### PROVIDED PASSAGE
===============

So this morning we found ourselves at the Metro station in Coconut Grove, trying to figure out how to buy a day pass on the transit system and read the timetables and routes. We were getting ourselves to South Beach, but we were doing it poor man style. Which was probably apparent to anyone watching as I sat on the bench at the metrorail station, covering my feet in about sixteen bandages to ease the pain of the blisters I’d received the day before from walking miles in non broken in shoes. Classy were were..not. But at least you couldn’t tell that from far away.

As we stepped off our second bus that had brought us past the causeways and to the beach front, we had no idea to start or even what we were looking for. Of course I had wanted to do the Art Deco tour while we were there, a style of architectural style of the 20’s and 30’s featuring bold geometric shapes and bright colors, but the only information I had on me was a snapshot on my camera taken from a PDF on my computer screen. A now very small and hard to read photograph. Throwing away the plan of actually following a plan, we wandered until we found a beach walk and water. There didn’t seem to be any art deco buildings here, just mammoth hotels and waiters catering drinks between the pool and the beach.

===============

### INFORMATION
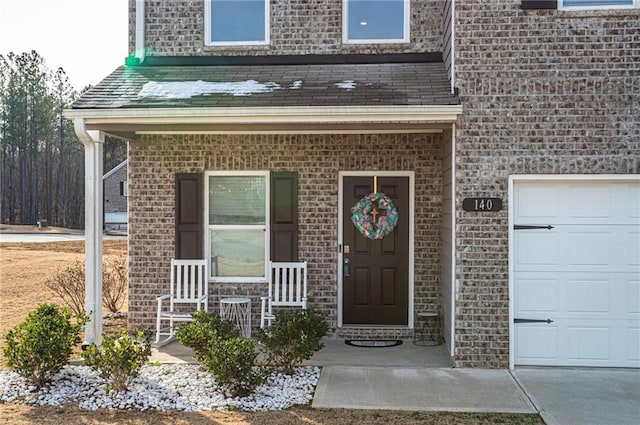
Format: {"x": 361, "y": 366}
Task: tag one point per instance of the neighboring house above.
{"x": 506, "y": 133}
{"x": 115, "y": 198}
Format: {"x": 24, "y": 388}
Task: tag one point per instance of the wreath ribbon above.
{"x": 374, "y": 215}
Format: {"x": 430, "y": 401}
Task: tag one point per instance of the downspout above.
{"x": 93, "y": 156}
{"x": 140, "y": 31}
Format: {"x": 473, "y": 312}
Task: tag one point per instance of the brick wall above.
{"x": 154, "y": 160}
{"x": 543, "y": 92}
{"x": 176, "y": 28}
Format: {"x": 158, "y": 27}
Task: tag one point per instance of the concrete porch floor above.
{"x": 337, "y": 353}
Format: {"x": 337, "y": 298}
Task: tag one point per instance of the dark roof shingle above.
{"x": 171, "y": 86}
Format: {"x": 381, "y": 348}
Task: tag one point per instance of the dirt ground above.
{"x": 23, "y": 271}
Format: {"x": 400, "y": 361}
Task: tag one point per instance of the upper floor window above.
{"x": 597, "y": 4}
{"x": 236, "y": 22}
{"x": 375, "y": 21}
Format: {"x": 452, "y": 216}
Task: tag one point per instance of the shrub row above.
{"x": 41, "y": 345}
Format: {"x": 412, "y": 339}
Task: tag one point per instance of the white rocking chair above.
{"x": 189, "y": 293}
{"x": 287, "y": 288}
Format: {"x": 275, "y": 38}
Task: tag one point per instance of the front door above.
{"x": 376, "y": 272}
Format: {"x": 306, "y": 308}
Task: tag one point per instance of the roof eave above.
{"x": 270, "y": 120}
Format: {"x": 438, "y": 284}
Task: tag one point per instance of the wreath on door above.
{"x": 374, "y": 215}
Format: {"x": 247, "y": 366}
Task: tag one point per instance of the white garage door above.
{"x": 577, "y": 282}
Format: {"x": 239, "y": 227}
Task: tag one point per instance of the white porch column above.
{"x": 93, "y": 157}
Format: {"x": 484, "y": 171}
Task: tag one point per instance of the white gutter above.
{"x": 271, "y": 115}
{"x": 93, "y": 147}
{"x": 140, "y": 31}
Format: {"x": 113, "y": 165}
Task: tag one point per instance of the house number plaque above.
{"x": 482, "y": 204}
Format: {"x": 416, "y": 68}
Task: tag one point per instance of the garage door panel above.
{"x": 537, "y": 249}
{"x": 583, "y": 275}
{"x": 537, "y": 296}
{"x": 589, "y": 296}
{"x": 577, "y": 202}
{"x": 586, "y": 295}
{"x": 632, "y": 298}
{"x": 632, "y": 252}
{"x": 581, "y": 202}
{"x": 536, "y": 344}
{"x": 633, "y": 348}
{"x": 588, "y": 342}
{"x": 578, "y": 248}
{"x": 589, "y": 248}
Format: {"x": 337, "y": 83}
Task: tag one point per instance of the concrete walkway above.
{"x": 583, "y": 396}
{"x": 414, "y": 378}
{"x": 420, "y": 389}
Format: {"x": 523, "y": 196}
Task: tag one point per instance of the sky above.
{"x": 88, "y": 38}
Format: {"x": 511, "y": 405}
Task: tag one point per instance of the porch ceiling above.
{"x": 271, "y": 99}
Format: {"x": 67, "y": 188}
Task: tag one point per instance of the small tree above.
{"x": 41, "y": 345}
{"x": 69, "y": 284}
{"x": 120, "y": 359}
{"x": 114, "y": 282}
{"x": 294, "y": 336}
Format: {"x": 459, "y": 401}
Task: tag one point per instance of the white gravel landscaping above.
{"x": 165, "y": 387}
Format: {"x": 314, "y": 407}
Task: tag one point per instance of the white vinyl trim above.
{"x": 602, "y": 6}
{"x": 515, "y": 179}
{"x": 451, "y": 341}
{"x": 411, "y": 176}
{"x": 284, "y": 114}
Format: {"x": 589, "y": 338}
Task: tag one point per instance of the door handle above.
{"x": 346, "y": 268}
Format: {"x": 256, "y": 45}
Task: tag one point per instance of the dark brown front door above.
{"x": 376, "y": 272}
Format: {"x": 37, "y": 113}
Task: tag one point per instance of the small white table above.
{"x": 237, "y": 310}
{"x": 427, "y": 330}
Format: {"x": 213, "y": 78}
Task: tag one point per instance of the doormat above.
{"x": 373, "y": 343}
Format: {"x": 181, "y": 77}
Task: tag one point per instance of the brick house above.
{"x": 115, "y": 197}
{"x": 507, "y": 136}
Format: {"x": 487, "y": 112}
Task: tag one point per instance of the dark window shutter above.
{"x": 284, "y": 216}
{"x": 189, "y": 216}
{"x": 539, "y": 4}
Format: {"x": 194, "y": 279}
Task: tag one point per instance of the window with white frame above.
{"x": 236, "y": 22}
{"x": 597, "y": 4}
{"x": 238, "y": 216}
{"x": 375, "y": 21}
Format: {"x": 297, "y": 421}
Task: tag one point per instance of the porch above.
{"x": 337, "y": 353}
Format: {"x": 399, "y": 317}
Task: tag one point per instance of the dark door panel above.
{"x": 376, "y": 291}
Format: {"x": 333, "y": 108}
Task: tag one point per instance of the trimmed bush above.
{"x": 119, "y": 359}
{"x": 219, "y": 347}
{"x": 41, "y": 345}
{"x": 202, "y": 330}
{"x": 231, "y": 361}
{"x": 293, "y": 337}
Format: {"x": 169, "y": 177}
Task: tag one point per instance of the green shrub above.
{"x": 217, "y": 344}
{"x": 119, "y": 359}
{"x": 293, "y": 337}
{"x": 41, "y": 345}
{"x": 231, "y": 361}
{"x": 204, "y": 328}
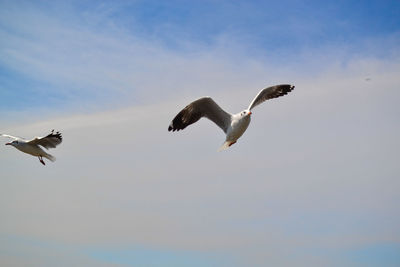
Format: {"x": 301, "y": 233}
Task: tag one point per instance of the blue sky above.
{"x": 313, "y": 182}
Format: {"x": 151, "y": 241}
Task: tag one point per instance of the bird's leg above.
{"x": 232, "y": 143}
{"x": 41, "y": 160}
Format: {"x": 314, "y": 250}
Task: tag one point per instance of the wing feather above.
{"x": 49, "y": 141}
{"x": 270, "y": 92}
{"x": 203, "y": 107}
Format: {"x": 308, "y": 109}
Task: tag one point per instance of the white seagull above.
{"x": 33, "y": 148}
{"x": 234, "y": 125}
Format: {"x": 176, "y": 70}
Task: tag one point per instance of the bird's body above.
{"x": 34, "y": 146}
{"x": 234, "y": 125}
{"x": 33, "y": 150}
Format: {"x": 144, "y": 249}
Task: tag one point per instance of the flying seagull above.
{"x": 234, "y": 125}
{"x": 33, "y": 147}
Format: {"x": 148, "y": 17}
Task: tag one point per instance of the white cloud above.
{"x": 316, "y": 168}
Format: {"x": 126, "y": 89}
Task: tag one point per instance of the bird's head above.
{"x": 245, "y": 113}
{"x": 13, "y": 143}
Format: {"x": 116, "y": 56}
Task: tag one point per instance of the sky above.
{"x": 312, "y": 182}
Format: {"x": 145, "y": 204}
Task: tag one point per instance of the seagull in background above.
{"x": 33, "y": 147}
{"x": 233, "y": 125}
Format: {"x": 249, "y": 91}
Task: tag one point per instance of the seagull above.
{"x": 233, "y": 125}
{"x": 33, "y": 147}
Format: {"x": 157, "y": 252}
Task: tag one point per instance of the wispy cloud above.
{"x": 314, "y": 177}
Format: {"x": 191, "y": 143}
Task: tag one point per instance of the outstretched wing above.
{"x": 49, "y": 141}
{"x": 10, "y": 136}
{"x": 271, "y": 92}
{"x": 203, "y": 107}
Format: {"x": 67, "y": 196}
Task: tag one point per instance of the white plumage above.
{"x": 234, "y": 125}
{"x": 34, "y": 146}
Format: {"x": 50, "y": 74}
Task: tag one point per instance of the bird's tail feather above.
{"x": 50, "y": 157}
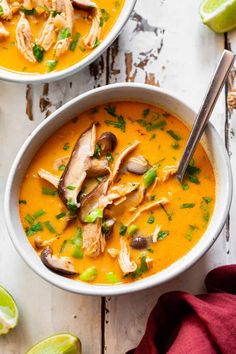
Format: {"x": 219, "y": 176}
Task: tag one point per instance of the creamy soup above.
{"x": 100, "y": 201}
{"x": 41, "y": 36}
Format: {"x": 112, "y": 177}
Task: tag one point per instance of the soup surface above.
{"x": 118, "y": 213}
{"x": 41, "y": 36}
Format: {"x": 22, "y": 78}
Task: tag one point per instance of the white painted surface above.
{"x": 164, "y": 42}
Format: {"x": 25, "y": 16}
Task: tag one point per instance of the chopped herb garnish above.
{"x": 94, "y": 215}
{"x": 151, "y": 219}
{"x": 153, "y": 137}
{"x": 166, "y": 212}
{"x": 64, "y": 33}
{"x": 119, "y": 124}
{"x": 29, "y": 218}
{"x": 39, "y": 213}
{"x": 75, "y": 41}
{"x": 71, "y": 188}
{"x": 174, "y": 135}
{"x": 49, "y": 191}
{"x": 38, "y": 52}
{"x": 175, "y": 146}
{"x": 146, "y": 112}
{"x": 110, "y": 157}
{"x": 132, "y": 229}
{"x": 22, "y": 201}
{"x": 71, "y": 206}
{"x": 207, "y": 199}
{"x": 61, "y": 215}
{"x": 50, "y": 227}
{"x": 143, "y": 268}
{"x": 30, "y": 231}
{"x": 98, "y": 151}
{"x": 66, "y": 146}
{"x": 123, "y": 229}
{"x": 187, "y": 206}
{"x": 61, "y": 167}
{"x": 51, "y": 65}
{"x": 149, "y": 177}
{"x": 185, "y": 186}
{"x": 162, "y": 235}
{"x": 28, "y": 12}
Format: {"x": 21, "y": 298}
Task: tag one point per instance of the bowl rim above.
{"x": 145, "y": 283}
{"x": 14, "y": 76}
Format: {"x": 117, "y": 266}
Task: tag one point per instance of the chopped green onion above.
{"x": 132, "y": 229}
{"x": 50, "y": 227}
{"x": 49, "y": 191}
{"x": 94, "y": 215}
{"x": 89, "y": 274}
{"x": 149, "y": 177}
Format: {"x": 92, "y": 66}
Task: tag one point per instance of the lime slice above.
{"x": 58, "y": 344}
{"x": 219, "y": 15}
{"x": 8, "y": 312}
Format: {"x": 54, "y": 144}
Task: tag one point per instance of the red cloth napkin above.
{"x": 181, "y": 323}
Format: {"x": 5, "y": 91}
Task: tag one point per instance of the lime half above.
{"x": 219, "y": 15}
{"x": 8, "y": 312}
{"x": 58, "y": 344}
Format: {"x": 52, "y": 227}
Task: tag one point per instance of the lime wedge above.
{"x": 219, "y": 15}
{"x": 58, "y": 344}
{"x": 8, "y": 312}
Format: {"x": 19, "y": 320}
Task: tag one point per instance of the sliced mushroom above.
{"x": 139, "y": 242}
{"x": 98, "y": 168}
{"x": 147, "y": 207}
{"x": 77, "y": 167}
{"x": 137, "y": 165}
{"x": 107, "y": 227}
{"x": 126, "y": 264}
{"x": 93, "y": 240}
{"x": 107, "y": 142}
{"x": 62, "y": 265}
{"x": 49, "y": 177}
{"x": 121, "y": 158}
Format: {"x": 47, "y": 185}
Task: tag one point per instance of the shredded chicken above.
{"x": 121, "y": 158}
{"x": 4, "y": 34}
{"x": 7, "y": 14}
{"x": 49, "y": 177}
{"x": 147, "y": 207}
{"x": 95, "y": 30}
{"x": 126, "y": 265}
{"x": 155, "y": 233}
{"x": 48, "y": 35}
{"x": 24, "y": 39}
{"x": 113, "y": 252}
{"x": 93, "y": 239}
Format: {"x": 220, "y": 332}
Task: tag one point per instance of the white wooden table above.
{"x": 164, "y": 43}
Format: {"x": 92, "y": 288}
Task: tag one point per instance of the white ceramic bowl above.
{"x": 41, "y": 78}
{"x": 118, "y": 92}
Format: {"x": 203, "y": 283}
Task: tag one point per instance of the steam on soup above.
{"x": 100, "y": 201}
{"x": 40, "y": 36}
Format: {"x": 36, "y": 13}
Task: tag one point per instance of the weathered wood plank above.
{"x": 163, "y": 46}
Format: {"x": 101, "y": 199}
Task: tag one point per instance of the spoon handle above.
{"x": 206, "y": 109}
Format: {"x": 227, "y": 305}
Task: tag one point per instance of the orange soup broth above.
{"x": 12, "y": 59}
{"x": 186, "y": 225}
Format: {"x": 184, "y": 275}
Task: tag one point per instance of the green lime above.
{"x": 219, "y": 15}
{"x": 8, "y": 312}
{"x": 59, "y": 344}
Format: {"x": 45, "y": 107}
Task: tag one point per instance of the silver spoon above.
{"x": 200, "y": 123}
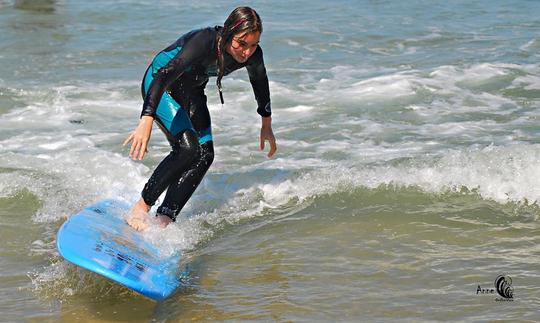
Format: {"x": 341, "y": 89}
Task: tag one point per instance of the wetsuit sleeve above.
{"x": 259, "y": 82}
{"x": 193, "y": 50}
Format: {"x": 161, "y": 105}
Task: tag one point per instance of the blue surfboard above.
{"x": 98, "y": 239}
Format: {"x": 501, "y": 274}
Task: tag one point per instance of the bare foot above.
{"x": 138, "y": 215}
{"x": 163, "y": 220}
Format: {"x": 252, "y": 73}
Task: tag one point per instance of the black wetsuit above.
{"x": 173, "y": 92}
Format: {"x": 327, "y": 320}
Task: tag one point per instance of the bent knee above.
{"x": 186, "y": 145}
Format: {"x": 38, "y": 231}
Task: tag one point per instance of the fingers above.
{"x": 262, "y": 142}
{"x": 128, "y": 139}
{"x": 273, "y": 147}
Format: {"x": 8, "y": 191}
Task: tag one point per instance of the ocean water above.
{"x": 406, "y": 176}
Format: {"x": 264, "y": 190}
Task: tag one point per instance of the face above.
{"x": 243, "y": 45}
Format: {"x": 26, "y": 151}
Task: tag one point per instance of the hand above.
{"x": 268, "y": 135}
{"x": 140, "y": 138}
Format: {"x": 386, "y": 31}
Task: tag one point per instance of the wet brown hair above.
{"x": 241, "y": 19}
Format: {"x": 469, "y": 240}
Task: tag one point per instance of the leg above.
{"x": 175, "y": 123}
{"x": 181, "y": 190}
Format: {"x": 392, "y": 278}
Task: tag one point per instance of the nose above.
{"x": 247, "y": 52}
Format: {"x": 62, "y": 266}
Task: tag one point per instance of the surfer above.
{"x": 173, "y": 91}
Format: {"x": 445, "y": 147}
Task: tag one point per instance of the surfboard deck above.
{"x": 98, "y": 239}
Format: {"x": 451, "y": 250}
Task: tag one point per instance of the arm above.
{"x": 192, "y": 50}
{"x": 261, "y": 89}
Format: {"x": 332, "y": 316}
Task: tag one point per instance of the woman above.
{"x": 173, "y": 92}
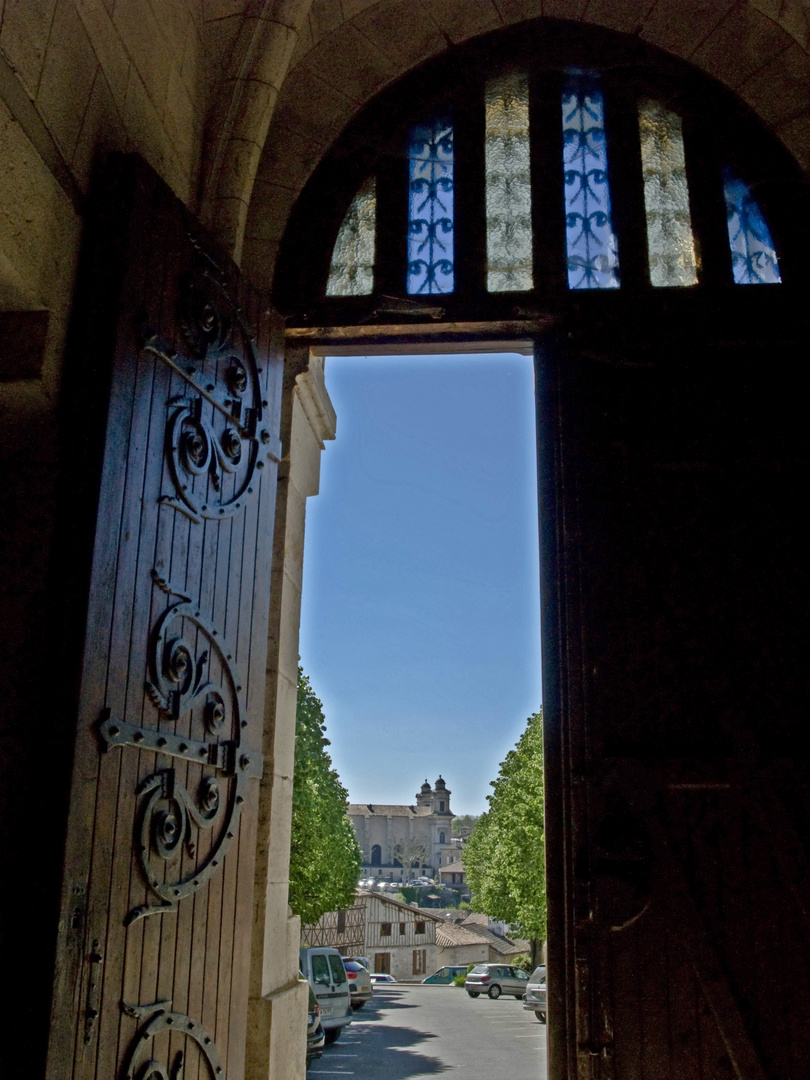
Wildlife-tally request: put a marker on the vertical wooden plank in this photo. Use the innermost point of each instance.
(157, 550)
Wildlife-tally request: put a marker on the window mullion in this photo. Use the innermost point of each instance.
(548, 198)
(469, 185)
(392, 224)
(626, 183)
(704, 176)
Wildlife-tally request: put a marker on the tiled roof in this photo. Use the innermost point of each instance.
(386, 810)
(447, 935)
(477, 919)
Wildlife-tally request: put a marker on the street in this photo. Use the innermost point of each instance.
(413, 1031)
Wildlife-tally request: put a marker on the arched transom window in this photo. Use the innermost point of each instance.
(531, 176)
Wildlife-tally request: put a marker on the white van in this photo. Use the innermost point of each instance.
(323, 969)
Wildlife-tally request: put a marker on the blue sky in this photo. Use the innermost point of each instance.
(420, 609)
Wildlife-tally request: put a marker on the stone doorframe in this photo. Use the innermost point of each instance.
(278, 998)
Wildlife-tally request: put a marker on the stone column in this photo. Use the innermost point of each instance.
(278, 999)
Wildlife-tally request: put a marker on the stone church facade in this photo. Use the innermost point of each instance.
(390, 834)
(173, 178)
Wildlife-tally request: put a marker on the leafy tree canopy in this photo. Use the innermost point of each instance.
(504, 856)
(324, 858)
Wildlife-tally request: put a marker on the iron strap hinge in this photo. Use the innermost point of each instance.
(224, 756)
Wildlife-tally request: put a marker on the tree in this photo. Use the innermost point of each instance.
(504, 856)
(324, 856)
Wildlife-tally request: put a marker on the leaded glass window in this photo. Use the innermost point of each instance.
(431, 207)
(591, 247)
(351, 270)
(508, 184)
(670, 240)
(753, 255)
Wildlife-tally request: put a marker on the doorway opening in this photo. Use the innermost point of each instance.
(420, 622)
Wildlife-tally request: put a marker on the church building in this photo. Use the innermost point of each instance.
(400, 842)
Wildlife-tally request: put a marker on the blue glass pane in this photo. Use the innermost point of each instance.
(753, 254)
(430, 207)
(593, 261)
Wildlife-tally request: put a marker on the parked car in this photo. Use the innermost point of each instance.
(323, 969)
(360, 983)
(315, 1035)
(445, 975)
(535, 996)
(496, 979)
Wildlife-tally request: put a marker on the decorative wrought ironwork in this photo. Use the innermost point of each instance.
(216, 436)
(508, 184)
(351, 270)
(145, 1061)
(593, 259)
(753, 255)
(192, 678)
(670, 240)
(431, 207)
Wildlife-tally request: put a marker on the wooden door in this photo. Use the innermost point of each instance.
(674, 449)
(153, 947)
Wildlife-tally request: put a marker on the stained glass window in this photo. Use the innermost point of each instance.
(430, 207)
(753, 255)
(351, 270)
(593, 259)
(508, 184)
(670, 240)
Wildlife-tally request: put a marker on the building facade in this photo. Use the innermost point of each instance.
(396, 939)
(400, 842)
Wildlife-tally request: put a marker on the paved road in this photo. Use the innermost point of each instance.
(414, 1033)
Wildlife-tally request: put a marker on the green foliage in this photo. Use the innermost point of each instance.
(504, 856)
(324, 858)
(413, 892)
(523, 960)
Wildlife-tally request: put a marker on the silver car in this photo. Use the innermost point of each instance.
(535, 996)
(496, 979)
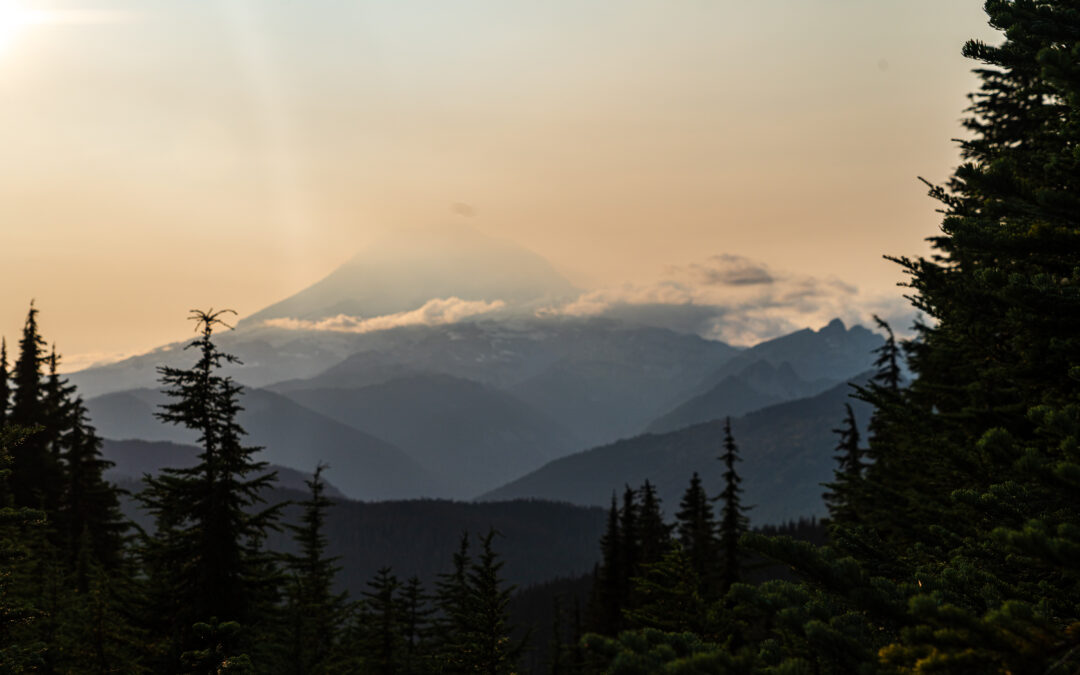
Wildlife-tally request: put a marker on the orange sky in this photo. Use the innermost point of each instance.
(161, 154)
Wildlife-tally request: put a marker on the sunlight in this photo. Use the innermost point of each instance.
(13, 17)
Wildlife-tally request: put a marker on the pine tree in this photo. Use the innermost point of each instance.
(207, 550)
(382, 621)
(696, 529)
(315, 610)
(4, 383)
(453, 603)
(17, 612)
(656, 535)
(36, 469)
(630, 537)
(493, 651)
(416, 625)
(606, 603)
(473, 630)
(839, 495)
(733, 522)
(93, 528)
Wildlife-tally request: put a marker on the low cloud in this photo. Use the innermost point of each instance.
(730, 270)
(734, 299)
(435, 312)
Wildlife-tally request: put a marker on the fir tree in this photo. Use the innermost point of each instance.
(849, 471)
(733, 522)
(493, 651)
(207, 551)
(453, 603)
(381, 618)
(93, 528)
(696, 529)
(607, 598)
(416, 624)
(17, 611)
(4, 382)
(34, 463)
(656, 535)
(315, 610)
(630, 537)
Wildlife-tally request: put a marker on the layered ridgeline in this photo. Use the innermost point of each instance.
(422, 367)
(786, 450)
(392, 427)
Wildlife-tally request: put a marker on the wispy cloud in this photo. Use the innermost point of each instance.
(734, 299)
(440, 311)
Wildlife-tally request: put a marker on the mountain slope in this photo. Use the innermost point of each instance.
(404, 270)
(132, 459)
(787, 453)
(361, 464)
(472, 435)
(831, 353)
(756, 387)
(730, 397)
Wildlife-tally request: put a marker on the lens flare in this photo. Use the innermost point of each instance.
(13, 17)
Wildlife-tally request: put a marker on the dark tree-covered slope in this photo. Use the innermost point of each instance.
(474, 436)
(132, 459)
(361, 464)
(787, 450)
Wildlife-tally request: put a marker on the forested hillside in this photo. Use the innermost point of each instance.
(949, 472)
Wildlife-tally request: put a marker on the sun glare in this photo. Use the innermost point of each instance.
(13, 17)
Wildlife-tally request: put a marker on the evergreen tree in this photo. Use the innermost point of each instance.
(382, 621)
(416, 624)
(473, 630)
(34, 462)
(453, 603)
(630, 537)
(4, 382)
(607, 599)
(733, 522)
(93, 528)
(315, 611)
(17, 611)
(655, 534)
(696, 529)
(493, 651)
(207, 550)
(849, 471)
(888, 374)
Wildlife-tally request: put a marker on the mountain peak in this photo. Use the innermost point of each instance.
(834, 326)
(403, 270)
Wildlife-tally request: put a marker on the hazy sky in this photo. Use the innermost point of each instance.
(162, 154)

===============

### EXERCISE PROMPT
Reproduce word for word the part of the South Beach passage above, starting with "So this morning" and going on through "from far away.".

### ANSWER BELOW
So this morning we found ourselves at the Metro station in Coconut Grove, trying to figure out how to buy a day pass on the transit system and read the timetables and routes. We were getting ourselves to South Beach, but we were doing it poor man style. Which was probably apparent to anyone watching as I sat on the bench at the metrorail station, covering my feet in about sixteen bandages to ease the pain of the blisters I’d received the day before from walking miles in non broken in shoes. Classy were were..not. But at least you couldn’t tell that from far away.